Studio album by Bis
- Released: 22 March 1999 (Scotland) 10 August 1999 (US)
- Recorded: Apollo (Glasgow)
- Genres: Pop, punk, trip hop
- Length: 42:30
- Label: Wiiija
- Producer: Andy Gill

Bis chronology
| Intendo (1998) | Social Dancing (1999) | Play Some Real Songs: the Live Album (2001) |

= Social Dancing =

Social Dancing is the second studio album by the Scottish musical trio Bis, released in 1999.

==Critical reception==

The Austin Chronicle thought that "while Social Dancing is enjoyable as a hyperactive whirl through Brit-pop forms of the Eighties and early Nineties, this homage to the material world lacks the rebel edge of the band's earlier work." Rolling Stone noted that "this time the guitars are tuned, the drum-machine beats are smoother, and the pep-rally yelps are more determinedly melodic."

*DATA SHOWN*:

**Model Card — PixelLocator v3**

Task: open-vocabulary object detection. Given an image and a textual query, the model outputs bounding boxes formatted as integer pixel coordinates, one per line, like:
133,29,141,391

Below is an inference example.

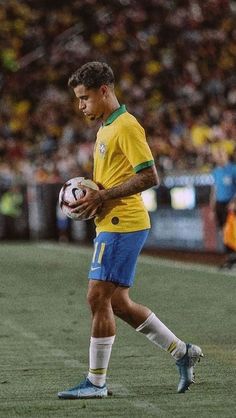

*SET TASKS*:
• a. Repeat the passage of the Social Dancing entry starting at "- Genres: Pop, punk, trip" and ending at "released in 1999.".
• b. Using the Social Dancing entry, decide whether each statement agrees with it, answering yes or no and quoting the deciding words: (i) The album was recorded at Apollo in Glasgow. (ii) The album was produced by Bis. (iii) The Austin Chronicle found the album lacks the rebel edge of the band's earlier work.

*PER-TASK OUTPUTS*:
• a.
- Genres: Pop, punk, trip hop
- Length: 42:30
- Label: Wiiija
- Producer: Andy Gill

Bis chronology
| Intendo (1998) | Social Dancing (1999) | Play Some Real Songs: the Live Album (2001) |

= Social Dancing =

Social Dancing is the second studio album by the Scottish musical trio Bis, released in 1999.

• b.
(i) Yes: "Recorded: Apollo (Glasgow)"
(ii) No: "Producer: Andy Gill"
(iii) Yes: "this homage to the material world lacks the rebel edge of the band's earlier work"